▸ **Your objective**:
Report each line of the entries below that contains the string "item", copying every such line whole. Only matches with the same case count.

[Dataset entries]
# # # # # # #

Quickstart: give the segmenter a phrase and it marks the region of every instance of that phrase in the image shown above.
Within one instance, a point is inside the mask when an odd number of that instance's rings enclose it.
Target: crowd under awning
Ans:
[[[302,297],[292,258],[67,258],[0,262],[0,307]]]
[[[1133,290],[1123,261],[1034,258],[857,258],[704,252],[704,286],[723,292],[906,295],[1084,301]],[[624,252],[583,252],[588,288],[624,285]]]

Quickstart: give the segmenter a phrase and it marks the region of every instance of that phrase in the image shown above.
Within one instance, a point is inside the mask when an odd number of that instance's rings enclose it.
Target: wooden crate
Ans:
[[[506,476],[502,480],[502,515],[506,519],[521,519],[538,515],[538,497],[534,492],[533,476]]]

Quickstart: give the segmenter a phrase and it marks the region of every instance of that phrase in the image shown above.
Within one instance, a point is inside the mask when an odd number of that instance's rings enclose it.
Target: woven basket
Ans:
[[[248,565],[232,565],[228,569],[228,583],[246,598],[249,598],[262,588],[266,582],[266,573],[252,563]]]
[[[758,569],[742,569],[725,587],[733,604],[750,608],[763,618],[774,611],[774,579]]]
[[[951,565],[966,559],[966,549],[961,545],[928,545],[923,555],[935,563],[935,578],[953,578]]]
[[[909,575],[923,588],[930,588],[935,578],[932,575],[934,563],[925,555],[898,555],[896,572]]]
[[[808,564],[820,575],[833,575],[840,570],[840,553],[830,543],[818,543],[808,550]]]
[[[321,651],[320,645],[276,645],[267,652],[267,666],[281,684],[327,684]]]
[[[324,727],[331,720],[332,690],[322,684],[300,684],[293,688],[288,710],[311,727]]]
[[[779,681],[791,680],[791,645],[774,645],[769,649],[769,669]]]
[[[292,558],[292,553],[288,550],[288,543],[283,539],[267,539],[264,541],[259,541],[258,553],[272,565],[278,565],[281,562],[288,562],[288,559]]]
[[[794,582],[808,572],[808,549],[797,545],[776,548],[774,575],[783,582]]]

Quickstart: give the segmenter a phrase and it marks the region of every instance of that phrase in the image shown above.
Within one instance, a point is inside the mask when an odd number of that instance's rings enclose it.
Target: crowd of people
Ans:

# # # # # # #

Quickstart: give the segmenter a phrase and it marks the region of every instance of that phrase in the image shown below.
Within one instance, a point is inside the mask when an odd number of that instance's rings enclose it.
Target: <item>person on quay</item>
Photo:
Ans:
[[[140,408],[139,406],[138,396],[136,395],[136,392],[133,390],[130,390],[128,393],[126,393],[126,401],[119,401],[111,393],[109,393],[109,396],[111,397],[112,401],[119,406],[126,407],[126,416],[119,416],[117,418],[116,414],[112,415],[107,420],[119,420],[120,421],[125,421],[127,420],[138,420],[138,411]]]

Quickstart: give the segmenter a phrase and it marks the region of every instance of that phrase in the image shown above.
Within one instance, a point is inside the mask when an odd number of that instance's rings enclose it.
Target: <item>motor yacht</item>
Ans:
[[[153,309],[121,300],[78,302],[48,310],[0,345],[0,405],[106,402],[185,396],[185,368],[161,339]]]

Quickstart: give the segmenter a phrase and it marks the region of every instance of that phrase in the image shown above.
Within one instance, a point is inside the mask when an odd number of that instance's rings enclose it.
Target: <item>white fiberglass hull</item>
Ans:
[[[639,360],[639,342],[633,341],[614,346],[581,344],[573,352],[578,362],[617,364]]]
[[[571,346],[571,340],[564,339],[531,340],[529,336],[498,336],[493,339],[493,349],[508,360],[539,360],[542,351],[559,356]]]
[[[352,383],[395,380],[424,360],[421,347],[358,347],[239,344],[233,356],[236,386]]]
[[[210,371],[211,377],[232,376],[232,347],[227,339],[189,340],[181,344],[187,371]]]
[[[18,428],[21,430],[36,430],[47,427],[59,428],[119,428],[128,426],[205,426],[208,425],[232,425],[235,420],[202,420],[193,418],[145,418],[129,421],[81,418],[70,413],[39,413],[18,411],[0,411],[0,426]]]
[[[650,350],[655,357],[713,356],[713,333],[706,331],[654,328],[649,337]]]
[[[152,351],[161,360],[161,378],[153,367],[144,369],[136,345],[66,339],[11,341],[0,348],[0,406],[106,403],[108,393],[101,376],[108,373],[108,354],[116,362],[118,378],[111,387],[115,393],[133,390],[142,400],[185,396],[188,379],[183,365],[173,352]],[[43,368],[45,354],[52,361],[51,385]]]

# # # # # # #

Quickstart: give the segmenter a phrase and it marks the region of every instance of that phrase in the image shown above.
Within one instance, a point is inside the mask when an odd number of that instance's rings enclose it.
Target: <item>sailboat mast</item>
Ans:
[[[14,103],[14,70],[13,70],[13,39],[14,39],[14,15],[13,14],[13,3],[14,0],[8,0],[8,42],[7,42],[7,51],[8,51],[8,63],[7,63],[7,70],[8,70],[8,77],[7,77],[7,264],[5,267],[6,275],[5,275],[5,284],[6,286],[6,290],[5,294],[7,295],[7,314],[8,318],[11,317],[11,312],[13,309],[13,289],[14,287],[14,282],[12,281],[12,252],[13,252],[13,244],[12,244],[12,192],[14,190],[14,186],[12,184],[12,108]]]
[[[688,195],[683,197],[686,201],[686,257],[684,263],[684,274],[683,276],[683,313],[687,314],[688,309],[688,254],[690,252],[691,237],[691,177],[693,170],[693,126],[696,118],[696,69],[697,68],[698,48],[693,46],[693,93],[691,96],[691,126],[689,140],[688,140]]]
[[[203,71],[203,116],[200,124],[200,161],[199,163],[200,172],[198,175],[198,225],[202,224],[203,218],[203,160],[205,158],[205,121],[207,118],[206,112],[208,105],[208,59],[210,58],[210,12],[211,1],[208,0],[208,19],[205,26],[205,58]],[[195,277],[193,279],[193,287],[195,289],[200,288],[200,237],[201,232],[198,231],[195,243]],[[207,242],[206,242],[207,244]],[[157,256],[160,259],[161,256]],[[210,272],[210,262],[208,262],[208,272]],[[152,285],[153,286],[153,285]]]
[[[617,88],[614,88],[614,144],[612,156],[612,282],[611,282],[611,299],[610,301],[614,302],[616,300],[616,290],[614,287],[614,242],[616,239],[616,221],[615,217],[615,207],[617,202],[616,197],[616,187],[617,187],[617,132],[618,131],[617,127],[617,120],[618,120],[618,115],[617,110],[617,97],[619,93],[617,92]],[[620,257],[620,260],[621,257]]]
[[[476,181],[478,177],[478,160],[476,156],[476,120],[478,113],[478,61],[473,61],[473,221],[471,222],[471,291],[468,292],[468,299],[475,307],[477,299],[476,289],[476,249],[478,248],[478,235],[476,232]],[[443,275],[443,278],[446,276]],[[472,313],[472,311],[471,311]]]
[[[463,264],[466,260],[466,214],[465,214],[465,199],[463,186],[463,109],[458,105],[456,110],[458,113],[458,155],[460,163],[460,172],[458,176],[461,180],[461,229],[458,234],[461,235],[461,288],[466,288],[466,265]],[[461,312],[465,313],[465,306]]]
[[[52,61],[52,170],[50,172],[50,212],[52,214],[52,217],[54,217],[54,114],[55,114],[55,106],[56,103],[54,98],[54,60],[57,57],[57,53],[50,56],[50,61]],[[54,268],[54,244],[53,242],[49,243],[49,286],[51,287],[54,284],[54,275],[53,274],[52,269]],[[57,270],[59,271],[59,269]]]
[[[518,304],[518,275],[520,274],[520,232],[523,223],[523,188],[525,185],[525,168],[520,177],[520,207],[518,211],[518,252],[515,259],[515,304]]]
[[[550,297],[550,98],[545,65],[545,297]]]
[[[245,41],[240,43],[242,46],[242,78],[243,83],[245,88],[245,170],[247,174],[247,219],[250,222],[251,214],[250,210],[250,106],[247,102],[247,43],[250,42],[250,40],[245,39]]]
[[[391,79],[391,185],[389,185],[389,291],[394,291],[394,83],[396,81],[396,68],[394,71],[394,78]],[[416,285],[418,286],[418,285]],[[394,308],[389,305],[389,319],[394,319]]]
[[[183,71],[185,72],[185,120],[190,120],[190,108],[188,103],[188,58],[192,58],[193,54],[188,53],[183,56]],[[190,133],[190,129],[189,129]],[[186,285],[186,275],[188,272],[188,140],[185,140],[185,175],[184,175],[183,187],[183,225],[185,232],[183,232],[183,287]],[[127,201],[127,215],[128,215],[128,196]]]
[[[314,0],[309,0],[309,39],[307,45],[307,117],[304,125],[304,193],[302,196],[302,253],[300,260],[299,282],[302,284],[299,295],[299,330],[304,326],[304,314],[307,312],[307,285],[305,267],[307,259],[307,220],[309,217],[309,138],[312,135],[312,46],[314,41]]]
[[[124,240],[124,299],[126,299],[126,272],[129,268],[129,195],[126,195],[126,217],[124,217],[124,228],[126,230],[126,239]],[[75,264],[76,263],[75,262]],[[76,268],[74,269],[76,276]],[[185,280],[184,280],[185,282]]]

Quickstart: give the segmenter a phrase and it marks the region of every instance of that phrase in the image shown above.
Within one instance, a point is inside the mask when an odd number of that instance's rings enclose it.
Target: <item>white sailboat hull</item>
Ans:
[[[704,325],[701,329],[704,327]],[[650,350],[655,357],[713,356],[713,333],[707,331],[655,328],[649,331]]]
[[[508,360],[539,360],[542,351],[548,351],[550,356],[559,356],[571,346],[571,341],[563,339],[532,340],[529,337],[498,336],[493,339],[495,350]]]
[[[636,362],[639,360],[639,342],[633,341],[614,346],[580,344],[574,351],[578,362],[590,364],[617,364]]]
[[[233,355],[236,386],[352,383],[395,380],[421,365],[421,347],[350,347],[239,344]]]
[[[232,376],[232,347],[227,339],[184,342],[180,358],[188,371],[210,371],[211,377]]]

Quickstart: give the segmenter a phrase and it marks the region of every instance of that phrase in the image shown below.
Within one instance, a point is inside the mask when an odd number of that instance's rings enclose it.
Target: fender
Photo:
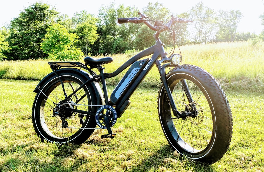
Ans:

# # # # # # #

▸ **Output of the task**:
Target: <item>person on quay</item>
Target: <item>motor yacht</item>
Target: <item>white fiberglass hull</item>
Target: <item>sailboat mast</item>
Target: <item>white sailboat hull</item>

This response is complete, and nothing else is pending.